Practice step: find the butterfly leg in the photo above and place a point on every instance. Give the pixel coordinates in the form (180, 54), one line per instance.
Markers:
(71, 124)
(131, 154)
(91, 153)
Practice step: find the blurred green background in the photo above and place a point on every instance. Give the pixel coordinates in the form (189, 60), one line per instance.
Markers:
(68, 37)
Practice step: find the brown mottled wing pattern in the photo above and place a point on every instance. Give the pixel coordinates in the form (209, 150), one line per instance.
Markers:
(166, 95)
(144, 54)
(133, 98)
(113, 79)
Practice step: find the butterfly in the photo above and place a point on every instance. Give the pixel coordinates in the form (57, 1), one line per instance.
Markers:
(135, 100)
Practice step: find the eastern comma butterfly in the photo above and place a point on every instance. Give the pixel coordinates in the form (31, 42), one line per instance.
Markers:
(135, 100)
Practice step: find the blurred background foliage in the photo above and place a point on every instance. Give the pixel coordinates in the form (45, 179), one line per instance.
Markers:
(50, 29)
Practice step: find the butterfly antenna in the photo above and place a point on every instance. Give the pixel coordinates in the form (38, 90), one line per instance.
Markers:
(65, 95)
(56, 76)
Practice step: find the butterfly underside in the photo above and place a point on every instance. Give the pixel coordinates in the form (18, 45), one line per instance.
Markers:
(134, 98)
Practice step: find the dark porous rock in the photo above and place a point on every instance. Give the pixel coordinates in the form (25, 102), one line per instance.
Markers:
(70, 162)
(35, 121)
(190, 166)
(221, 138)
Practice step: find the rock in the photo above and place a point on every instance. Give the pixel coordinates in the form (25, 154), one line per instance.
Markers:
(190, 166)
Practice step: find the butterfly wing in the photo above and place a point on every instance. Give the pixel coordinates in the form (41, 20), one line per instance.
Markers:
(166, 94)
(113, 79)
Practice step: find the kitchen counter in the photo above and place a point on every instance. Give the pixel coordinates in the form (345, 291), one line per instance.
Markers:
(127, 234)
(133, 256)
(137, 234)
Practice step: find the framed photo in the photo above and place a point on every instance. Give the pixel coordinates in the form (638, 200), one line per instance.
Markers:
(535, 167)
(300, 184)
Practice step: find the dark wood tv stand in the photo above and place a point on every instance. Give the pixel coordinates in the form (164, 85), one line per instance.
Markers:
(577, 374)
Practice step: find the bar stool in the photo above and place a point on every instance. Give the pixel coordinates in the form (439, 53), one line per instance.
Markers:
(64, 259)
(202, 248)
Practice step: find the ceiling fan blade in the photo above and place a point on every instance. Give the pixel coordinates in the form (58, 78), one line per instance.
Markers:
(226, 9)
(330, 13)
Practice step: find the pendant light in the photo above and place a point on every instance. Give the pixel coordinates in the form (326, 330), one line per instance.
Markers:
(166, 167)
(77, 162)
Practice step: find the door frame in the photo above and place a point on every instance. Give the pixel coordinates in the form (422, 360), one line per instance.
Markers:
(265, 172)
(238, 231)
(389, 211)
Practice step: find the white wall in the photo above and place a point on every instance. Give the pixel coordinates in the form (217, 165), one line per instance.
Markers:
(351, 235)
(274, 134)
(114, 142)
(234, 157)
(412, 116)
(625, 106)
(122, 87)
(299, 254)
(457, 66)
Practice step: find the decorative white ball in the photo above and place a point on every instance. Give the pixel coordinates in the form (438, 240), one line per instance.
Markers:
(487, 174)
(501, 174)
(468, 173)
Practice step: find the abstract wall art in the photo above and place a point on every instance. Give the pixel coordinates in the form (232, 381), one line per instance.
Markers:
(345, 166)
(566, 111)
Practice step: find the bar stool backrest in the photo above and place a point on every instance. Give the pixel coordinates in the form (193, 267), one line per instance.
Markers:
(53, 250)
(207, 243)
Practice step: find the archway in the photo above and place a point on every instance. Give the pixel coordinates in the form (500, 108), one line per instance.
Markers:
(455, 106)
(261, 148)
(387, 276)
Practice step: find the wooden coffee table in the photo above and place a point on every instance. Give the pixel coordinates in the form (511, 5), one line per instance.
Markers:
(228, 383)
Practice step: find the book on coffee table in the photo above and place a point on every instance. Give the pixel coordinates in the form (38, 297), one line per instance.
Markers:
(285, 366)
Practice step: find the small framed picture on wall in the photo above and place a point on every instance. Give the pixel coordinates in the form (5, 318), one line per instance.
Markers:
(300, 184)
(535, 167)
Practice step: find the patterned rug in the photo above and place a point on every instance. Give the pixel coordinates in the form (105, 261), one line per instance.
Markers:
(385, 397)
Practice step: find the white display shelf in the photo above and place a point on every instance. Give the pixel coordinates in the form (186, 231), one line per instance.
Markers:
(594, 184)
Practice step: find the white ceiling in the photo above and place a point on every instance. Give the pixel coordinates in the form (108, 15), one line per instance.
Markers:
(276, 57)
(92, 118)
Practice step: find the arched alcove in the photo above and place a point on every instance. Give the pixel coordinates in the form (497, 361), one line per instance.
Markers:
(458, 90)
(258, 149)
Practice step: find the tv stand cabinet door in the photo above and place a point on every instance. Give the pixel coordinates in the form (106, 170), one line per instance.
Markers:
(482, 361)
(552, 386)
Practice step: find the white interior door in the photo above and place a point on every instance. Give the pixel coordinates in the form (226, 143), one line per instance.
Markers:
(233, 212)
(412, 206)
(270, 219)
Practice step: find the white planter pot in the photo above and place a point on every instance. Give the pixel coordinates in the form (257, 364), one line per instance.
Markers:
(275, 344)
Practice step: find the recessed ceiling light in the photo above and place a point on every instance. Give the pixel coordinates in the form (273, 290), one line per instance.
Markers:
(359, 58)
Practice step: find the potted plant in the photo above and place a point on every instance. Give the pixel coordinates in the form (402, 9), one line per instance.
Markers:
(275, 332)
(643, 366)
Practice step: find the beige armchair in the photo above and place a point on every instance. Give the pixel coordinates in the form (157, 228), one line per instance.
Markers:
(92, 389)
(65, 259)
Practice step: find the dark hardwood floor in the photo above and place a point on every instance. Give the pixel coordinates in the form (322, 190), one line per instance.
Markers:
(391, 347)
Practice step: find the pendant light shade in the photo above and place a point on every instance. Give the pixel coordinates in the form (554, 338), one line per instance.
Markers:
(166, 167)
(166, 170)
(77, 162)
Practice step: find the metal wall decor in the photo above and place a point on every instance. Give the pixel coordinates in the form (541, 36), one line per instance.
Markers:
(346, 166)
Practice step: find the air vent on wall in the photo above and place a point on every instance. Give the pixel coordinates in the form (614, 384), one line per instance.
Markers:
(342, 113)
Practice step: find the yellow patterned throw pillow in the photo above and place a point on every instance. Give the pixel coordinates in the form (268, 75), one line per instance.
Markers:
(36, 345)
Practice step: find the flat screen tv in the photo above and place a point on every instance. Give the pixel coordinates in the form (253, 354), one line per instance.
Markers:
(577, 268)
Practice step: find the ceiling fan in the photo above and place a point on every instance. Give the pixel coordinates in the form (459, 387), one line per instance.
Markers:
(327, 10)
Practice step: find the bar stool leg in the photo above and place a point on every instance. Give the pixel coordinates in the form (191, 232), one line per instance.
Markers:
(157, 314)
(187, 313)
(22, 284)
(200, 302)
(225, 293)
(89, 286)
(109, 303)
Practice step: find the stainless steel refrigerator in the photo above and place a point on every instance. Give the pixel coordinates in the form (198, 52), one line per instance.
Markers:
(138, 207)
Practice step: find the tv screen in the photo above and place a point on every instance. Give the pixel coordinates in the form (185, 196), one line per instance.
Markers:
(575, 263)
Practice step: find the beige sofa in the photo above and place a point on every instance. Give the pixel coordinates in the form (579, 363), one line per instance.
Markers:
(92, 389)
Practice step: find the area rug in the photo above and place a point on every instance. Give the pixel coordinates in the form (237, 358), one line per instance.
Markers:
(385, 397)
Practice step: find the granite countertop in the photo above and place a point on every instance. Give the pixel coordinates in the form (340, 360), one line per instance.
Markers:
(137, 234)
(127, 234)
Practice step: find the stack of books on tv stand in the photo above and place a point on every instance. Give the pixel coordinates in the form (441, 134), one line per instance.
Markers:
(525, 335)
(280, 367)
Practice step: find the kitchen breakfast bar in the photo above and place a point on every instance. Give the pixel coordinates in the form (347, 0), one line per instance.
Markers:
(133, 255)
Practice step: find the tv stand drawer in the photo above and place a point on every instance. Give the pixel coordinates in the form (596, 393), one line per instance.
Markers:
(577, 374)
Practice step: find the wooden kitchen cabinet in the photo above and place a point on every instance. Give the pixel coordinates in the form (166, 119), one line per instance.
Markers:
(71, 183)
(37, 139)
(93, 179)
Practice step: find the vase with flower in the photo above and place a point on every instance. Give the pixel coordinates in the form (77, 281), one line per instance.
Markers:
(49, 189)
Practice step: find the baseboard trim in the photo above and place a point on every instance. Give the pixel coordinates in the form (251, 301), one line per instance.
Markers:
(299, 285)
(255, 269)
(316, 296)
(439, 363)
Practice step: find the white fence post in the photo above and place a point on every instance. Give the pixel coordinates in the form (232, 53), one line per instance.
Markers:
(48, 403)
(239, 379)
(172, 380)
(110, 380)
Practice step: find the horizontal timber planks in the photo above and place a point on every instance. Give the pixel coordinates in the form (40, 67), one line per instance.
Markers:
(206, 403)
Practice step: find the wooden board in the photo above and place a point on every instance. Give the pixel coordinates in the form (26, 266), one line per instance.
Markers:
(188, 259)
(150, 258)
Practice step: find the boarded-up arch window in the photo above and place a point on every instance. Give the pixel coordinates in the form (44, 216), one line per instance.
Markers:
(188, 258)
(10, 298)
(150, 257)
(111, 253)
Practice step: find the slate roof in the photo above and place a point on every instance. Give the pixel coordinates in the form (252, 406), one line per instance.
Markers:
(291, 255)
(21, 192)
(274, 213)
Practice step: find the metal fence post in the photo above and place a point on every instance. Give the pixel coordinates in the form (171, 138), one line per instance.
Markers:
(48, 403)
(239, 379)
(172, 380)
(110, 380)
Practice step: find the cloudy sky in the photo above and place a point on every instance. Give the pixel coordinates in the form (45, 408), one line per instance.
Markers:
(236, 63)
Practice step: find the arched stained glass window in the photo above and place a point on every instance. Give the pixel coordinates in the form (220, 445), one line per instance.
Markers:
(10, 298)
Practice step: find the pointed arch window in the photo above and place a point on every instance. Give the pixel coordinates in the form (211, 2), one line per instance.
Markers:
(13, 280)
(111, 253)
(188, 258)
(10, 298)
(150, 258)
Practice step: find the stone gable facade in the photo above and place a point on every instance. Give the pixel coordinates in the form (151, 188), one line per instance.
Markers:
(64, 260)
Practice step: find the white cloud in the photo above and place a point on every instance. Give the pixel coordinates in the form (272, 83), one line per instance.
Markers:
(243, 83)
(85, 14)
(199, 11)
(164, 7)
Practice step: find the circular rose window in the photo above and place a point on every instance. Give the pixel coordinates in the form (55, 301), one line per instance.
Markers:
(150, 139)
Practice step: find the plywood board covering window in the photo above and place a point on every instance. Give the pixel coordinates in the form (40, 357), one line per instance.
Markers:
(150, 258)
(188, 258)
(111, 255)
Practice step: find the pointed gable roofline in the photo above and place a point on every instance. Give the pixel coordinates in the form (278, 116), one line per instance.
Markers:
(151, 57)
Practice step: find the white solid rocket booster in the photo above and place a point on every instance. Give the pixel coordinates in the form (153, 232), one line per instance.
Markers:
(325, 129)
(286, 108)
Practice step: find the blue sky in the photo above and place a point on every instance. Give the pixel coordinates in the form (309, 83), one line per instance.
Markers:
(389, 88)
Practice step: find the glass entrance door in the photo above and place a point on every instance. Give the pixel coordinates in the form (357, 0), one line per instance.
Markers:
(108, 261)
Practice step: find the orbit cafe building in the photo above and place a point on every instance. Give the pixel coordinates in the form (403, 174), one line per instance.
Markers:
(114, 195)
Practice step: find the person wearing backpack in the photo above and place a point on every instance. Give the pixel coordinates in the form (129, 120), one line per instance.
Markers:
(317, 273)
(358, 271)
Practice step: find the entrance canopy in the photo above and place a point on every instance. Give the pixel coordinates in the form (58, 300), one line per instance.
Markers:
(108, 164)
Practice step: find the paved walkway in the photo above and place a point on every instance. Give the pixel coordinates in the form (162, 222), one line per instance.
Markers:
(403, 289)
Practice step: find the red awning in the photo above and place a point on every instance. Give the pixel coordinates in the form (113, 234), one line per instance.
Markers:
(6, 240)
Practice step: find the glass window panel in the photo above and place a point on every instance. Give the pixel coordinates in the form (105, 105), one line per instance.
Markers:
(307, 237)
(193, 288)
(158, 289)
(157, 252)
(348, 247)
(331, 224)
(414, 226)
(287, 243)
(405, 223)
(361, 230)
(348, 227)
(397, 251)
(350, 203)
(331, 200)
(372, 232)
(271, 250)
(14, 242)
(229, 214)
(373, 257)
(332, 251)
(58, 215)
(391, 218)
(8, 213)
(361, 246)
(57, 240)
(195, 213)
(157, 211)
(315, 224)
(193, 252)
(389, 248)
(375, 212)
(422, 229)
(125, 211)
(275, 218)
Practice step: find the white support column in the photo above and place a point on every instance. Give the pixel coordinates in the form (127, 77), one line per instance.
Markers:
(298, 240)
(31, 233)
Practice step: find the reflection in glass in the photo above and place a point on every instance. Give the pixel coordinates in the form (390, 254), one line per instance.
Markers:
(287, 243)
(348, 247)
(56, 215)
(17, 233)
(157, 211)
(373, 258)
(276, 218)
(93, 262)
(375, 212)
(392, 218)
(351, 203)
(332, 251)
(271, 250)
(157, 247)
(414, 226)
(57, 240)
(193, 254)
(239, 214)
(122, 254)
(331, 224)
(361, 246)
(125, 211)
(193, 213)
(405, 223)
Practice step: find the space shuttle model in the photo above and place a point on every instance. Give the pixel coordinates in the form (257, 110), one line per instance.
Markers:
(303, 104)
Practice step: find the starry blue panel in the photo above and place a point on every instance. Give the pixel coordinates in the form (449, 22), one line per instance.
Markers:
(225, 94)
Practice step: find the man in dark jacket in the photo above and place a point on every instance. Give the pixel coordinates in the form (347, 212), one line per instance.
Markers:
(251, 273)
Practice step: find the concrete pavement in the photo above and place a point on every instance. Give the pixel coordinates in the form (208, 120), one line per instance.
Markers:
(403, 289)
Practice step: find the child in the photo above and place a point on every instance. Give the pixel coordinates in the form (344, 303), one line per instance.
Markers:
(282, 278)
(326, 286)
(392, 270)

• • • • • • •

With the line containing "Practice step: find the glass window" as the first and the last line of the records as the final one, print exactly the lines in that span.

* [OUTPUT OF THE EXERCISE]
Practice step: find the glass window panel in the photo above and place a point on every instance. Give the pixel coordinates in the form (105, 105), one line per instance.
Markers:
(307, 237)
(193, 288)
(158, 289)
(157, 252)
(348, 247)
(331, 224)
(414, 226)
(287, 243)
(405, 223)
(361, 230)
(348, 227)
(397, 251)
(350, 203)
(331, 200)
(372, 232)
(271, 250)
(14, 242)
(229, 214)
(373, 257)
(332, 251)
(58, 215)
(391, 218)
(8, 213)
(361, 246)
(57, 240)
(195, 213)
(157, 211)
(315, 224)
(193, 252)
(389, 248)
(375, 212)
(422, 229)
(125, 211)
(275, 218)
Practice step: find the white support column in the photo above and place a point on every instance. Give the pixel coordinates in the form (127, 77), one line per instance.
Markers:
(298, 240)
(31, 233)
Practice step: find the reflection in glass in the photo above and place a point on every instance. Give the pixel coordinates in the form (390, 254), one line per instance.
Markers:
(287, 243)
(348, 247)
(56, 215)
(17, 233)
(157, 211)
(373, 258)
(276, 218)
(93, 262)
(375, 212)
(392, 218)
(351, 203)
(332, 251)
(271, 250)
(157, 247)
(414, 226)
(57, 240)
(193, 254)
(239, 214)
(122, 254)
(331, 224)
(361, 246)
(125, 211)
(193, 213)
(405, 223)
Practice step: find the space shuttle model in the photo above and place a point on every instance. Give the pixel coordinates in the form (257, 110), one line per instance.
Markers:
(303, 104)
Practice step: find the starry blue panel in the photo above and place a point on every instance. Give the pixel coordinates in the form (449, 22), one line per instance.
Markers:
(225, 94)
Practice step: find the man in dark jacket in the photo above and place a point on every instance. Give the pixel coordinates in the form (347, 212), one line per instance.
Markers:
(251, 273)
Practice step: find the concrete pavement in the photo above and place a point on every instance. Give the pixel coordinates in the form (208, 120), one line per instance.
Markers:
(403, 289)
Practice step: find the child in the photo above and place a point on every instance. Give the pixel coordinates in the form (344, 303), one line per instance.
Markers:
(282, 278)
(326, 286)
(392, 270)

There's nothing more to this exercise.